SELECTION –
##############################
Of the other composers represented, perhaps the best known is Andrea Falconieri, who, in contrast to the Sabinos, led a somewhat vagrant life. He was born in Naples, but the earliest record of his musical life finds him working at the Farnese court in Parma from around 1604. He seems to have abandoned that post in 1615 and in succeeding years he pops up, as a lutenist and a composer, in Florence, Mantua, Rome and Modena before, in 1621, making his way to France and Spain, leaving behind his wife and a young child. He later returned to Italy, working in Genoa and elsewhere before being appointed theorbist and lutenist of the Royal Chapel in the city of his birth in 1639; in 1647 he was made maestro of that Chapel. More famous for his songs and instrumental music than for his church music, Falconieri’s ‘sacred’ works share the “same cantabile and dance style found in his secular compositions” to quote Fabris once more – another of his publications is a monograph on Falconieri, published in Rome in 1987: Andrea Falconieri napoletano: Un liutista-compositore dei Seocento. More than a little of the dance can be heard in Falconieri’s motet ‘Quae est ista’; Falconieri approaches the verse from the Song of Solomon (6.10) very much in the spirit of Monteverdi, though falling well short of that great composer’s sophisticated panache. There is a good deal of dancing vitality to be heard in the ‘Gaudeamus omnes’ by Bonaventura Cerronio (of whom I know nothing) which opens the disc as well as in the ‘Jesu Corona coelsior’ by Giovanni Maria Sabino which closes it (the only time we hear all four singers in the one piece).

This is a well-planned disc, mixing motets in a variety of styles with plainchant, an instrumental sinfonia (by Falconieri) and a partita for harpsichord (by Scipione Stella); it is both highly enjoyable and also valuable for the light it throws on a still relatively neglected area of early baroque music. It thoroughly merits its reissue in Glossa’s ‘Cabinet’ series. As one would expect from Antonio Florio and I Turchini the performances are authoritatively idiomatic and insightful.
##############################
Stored dataset items –
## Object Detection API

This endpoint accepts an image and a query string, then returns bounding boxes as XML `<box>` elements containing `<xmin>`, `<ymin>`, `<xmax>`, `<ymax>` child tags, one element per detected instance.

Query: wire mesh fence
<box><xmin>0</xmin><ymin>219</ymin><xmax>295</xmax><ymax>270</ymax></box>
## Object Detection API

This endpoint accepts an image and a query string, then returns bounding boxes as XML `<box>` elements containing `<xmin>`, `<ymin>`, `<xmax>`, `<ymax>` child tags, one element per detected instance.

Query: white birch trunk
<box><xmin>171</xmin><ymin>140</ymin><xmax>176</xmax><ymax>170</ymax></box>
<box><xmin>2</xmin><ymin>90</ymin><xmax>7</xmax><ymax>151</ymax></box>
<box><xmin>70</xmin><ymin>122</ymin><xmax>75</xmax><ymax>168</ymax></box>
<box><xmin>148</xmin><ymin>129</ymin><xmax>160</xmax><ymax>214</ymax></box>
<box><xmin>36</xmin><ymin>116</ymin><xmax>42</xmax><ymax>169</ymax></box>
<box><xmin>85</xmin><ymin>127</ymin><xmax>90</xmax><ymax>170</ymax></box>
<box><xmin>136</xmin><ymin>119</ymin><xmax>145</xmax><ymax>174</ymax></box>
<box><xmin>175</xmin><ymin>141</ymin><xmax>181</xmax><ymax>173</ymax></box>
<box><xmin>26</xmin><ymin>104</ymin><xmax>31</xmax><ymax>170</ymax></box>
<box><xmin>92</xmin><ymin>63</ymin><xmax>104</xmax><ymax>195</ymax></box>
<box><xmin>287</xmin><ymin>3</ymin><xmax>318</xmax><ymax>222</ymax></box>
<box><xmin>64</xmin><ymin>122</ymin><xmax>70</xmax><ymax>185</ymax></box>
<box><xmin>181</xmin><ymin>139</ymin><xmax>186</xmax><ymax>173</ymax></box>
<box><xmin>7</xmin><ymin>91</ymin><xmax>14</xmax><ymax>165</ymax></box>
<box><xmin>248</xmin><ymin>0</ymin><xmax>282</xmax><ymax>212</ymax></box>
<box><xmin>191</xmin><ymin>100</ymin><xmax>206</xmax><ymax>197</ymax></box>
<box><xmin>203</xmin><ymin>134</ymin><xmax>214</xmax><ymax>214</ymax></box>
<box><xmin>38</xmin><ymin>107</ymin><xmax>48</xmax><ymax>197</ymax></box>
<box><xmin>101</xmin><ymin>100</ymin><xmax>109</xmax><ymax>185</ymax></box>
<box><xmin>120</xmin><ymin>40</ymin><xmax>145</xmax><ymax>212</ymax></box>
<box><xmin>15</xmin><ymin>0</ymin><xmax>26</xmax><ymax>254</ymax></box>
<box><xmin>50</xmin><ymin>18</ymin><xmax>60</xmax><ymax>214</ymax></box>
##############################
OBJECTIVE A – According to the disc review, in what year was Falconieri made maestro of the Royal Chapel in Naples?
OBJECTIVE B – Extract the passage of the disc review between "This is a well-planned" and "idiomatic and insightful.", inclusive.
OBJECTIVE C – Continue the disc review from its last sentence.
These rows are a separate body of material from the disc review.

EXERCISE RESULT A – 1647

EXERCISE RESULT B –
This is a well-planned disc, mixing motets in a variety of styles with plainchant, an instrumental sinfonia (by Falconieri) and a partita for harpsichord (by Scipione Stella); it is both highly enjoyable and also valuable for the light it throws on a still relatively neglected area of early baroque music. It thoroughly merits its reissue in Glossa’s ‘Cabinet’ series. As one would expect from Antonio Florio and I Turchini the performances are authoritatively idiomatic and insightful.

EXERCISE RESULT C –
Glyn Pursglove
Bonaventura CERRONIO (fl.1639)
Gaudeamus omnes a 2 voci con doi violini
Hic Franciscus pauper
Francesco SABINO (c.1618-after 1660)
Franciscus servus Christi a 3 voci con sinfonia
ANONYMOUS (17th century)
O beate Januari
Antonino SABINO (1591-1650)
Beatus Januarius Christi Martyr a 3
Beatus Januarius
Antonino SABINO (1591-1650)
Jubilate coelestes chori a 3 voci con sinfonia
Andrea FALCONIERI (c.1585-1656)
Sinfonia seconda
Giovanni Maria SABINO (1588-1649)
O sacrum convivium a voce sola
Scipione STELLA (c.1558-1622)
Canzon seconda
Francesco SABINO (c.1618-after 1660)
Scitote quoniam Dominus
Giovanni Maria SABINO (1588-1649)
Crux fidelis a voce sola
Scipione STELLA (c.1558-1622)
Canzon prima
Giovanni Maria SABINO (1588-1649)
Repleatur os meum a voce sola
Giovanni Maria SABINO (1588-1649)
Cantate Domino a 2 voci
Sancti angeli custodens
Giovanni Maria SABINO (1588-1649)
Angelorum esca a 3 voci
Ecce panis angelorum a voce sola
Scipione STELLA (c.1558-1622)
Diverse partite sull’aria della Romanesca
Andrea FALCONIERI (c.1585-1656)
Quae est ista a 2 voci
ANONYMOUS (17th century)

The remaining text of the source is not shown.